Travail demandé ▸
**1.** Relevez, s'il vous plaît, tous les sigles qui figurent dans l'extrait retenu.
**2.** Recopiez mot pour mot le passage de l'extrait retenu qui va de « J'en viens aux » jusqu'à « des gilets jaunes. » inclus.

L'enjeu est ailleurs. Il réside dans l'accroissement des contrôles et l'amélioration des procédures d'éloignement. C'est le chemin emprunté, en responsabilité, par le Gouvernement pour lutter contre le dévoiement de l'AME et le tourisme médical. Ce sont ces stratégies, en filières organisées, qui sapent la confiance dans l'équité de notre système de soins et contre lesquelles il faut lutter. Nous y souscrivons pleinement.

Je note également, dans la mission « Santé », la suppression de l'indicateur des délais de traitement des autorisations de mise sur le marché, en raison du transfert de l'Agence nationale de sécurité du médicament et des produits de santé – ANSM – au budget de la sécurité sociale en 2020. Le maintien de ce délai autour des 500 jours est un sujet d'importance pour notre pays, et vous connaissez mon attachement à le voir se réduire. Il est significatif de la baisse d'attractivité de notre pays pour les fabricants et représente une perte de chance pour les patients. Les dispositifs d'autorisations temporaires d'utilisation – ATU – ne parviennent qu'imparfaitement à compenser cette situation.

J'en viens aux moyens de la mission « Solidarité, insertion et égalité des chances ». Les crédits pour 2020 sont en augmentation de 6,8 % par rapport à l'an dernier. Cette hausse trouve en particulier son origine dans l'accélération de la revalorisation de la prime d'activité, portée à 100 euros par mois au niveau du SMIC, en raison de la crise des gilets jaunes.

Il faut se féliciter du succès de la prime d'activité. Elle encourage à la reprise d'emploi et représente un véritable gain de pouvoir d'achat pour nos concitoyens modestes. Elle traduit l'exigence, sans cesse renouvelée, d'accroître le recours aux droits, dans un souci de juste prestation. L'inscription en lois de finances des crédits nécessaires au service de cette prestation constitue, par ailleurs, un gage de sérieux et de sincérité budgétaires. Il faut le saluer, d'autant plus que cela n'a pas toujours été le cas lors d'autres quinquennats, en particulier concernant cette prestation.

Données fournies ▸
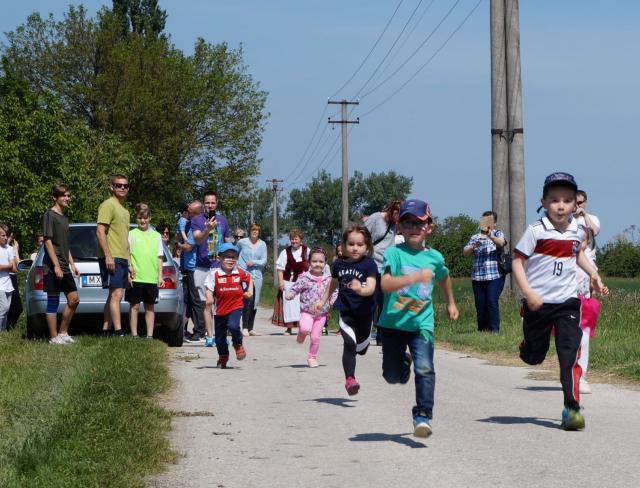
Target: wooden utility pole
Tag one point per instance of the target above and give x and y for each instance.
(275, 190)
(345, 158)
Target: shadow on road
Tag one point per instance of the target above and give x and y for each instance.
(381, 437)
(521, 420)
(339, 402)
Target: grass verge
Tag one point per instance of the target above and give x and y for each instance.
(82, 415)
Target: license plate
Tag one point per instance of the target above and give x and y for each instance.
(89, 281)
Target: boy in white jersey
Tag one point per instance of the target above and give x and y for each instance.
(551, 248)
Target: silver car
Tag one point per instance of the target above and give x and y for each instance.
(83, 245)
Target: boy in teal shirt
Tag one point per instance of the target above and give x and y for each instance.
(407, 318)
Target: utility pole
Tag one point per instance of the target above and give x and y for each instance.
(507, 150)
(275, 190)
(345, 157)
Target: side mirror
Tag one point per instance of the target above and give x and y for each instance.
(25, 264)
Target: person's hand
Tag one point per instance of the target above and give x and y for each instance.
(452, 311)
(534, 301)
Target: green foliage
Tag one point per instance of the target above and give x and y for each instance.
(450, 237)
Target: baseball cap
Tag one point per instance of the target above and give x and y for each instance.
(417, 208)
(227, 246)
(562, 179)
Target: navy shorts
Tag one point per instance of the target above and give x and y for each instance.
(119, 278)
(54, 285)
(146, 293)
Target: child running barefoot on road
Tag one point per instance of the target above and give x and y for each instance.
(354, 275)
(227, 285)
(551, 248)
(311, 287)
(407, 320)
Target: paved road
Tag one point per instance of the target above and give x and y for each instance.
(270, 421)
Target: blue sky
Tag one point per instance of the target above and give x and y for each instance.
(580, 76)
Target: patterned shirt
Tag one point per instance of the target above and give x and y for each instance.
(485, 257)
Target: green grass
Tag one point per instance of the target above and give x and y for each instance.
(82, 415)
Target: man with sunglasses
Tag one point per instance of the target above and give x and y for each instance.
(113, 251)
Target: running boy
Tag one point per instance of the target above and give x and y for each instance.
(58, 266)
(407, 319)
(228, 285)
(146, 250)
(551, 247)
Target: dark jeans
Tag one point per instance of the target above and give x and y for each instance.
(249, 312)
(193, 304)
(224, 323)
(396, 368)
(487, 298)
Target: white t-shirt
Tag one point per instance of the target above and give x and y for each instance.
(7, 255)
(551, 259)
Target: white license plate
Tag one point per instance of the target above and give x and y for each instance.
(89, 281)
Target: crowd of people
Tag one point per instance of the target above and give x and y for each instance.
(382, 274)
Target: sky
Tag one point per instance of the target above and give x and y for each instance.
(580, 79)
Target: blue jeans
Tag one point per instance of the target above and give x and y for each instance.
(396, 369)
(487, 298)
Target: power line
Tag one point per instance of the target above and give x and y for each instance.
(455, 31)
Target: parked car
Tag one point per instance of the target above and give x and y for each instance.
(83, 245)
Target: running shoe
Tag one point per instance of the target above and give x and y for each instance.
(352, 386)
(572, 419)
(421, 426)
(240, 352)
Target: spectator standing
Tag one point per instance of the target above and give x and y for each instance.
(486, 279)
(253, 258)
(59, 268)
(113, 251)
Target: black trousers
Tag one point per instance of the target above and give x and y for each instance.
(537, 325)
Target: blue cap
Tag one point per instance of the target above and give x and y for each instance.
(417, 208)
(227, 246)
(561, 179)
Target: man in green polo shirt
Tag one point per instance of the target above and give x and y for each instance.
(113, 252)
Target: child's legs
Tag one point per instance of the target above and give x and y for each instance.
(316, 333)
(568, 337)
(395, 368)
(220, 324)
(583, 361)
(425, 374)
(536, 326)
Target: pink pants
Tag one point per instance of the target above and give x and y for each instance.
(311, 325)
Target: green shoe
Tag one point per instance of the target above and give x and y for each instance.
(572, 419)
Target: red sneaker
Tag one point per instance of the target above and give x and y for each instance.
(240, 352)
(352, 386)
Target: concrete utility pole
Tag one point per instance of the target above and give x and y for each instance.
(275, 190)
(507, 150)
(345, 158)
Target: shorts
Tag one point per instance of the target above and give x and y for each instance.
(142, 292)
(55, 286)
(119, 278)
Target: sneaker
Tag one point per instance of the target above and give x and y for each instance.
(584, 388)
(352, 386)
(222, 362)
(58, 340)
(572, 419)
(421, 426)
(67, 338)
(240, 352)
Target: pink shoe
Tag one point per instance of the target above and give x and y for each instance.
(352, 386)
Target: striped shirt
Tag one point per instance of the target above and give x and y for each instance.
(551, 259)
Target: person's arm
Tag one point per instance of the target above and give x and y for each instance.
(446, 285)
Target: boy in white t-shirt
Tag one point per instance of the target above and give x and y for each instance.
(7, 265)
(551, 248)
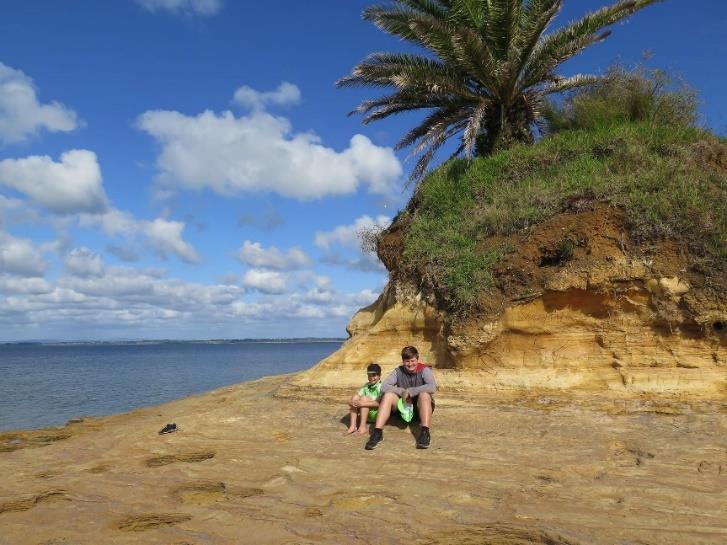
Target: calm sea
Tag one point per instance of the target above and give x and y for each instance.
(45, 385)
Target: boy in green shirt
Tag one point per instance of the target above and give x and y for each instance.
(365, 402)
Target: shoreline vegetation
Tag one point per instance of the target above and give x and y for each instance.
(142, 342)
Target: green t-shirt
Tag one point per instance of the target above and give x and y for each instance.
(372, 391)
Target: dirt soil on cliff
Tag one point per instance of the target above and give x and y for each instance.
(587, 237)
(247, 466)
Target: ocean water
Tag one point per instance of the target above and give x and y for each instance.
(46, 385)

Réponses par consigne ▸
**1.** AME, ANSM, ATU, SMIC

**2.**
J'en viens aux moyens de la mission « Solidarité, insertion et égalité des chances ». Les crédits pour 2020 sont en augmentation de 6,8 % par rapport à l'an dernier. Cette hausse trouve en particulier son origine dans l'accélération de la revalorisation de la prime d'activité, portée à 100 euros par mois au niveau du SMIC, en raison de la crise des gilets jaunes.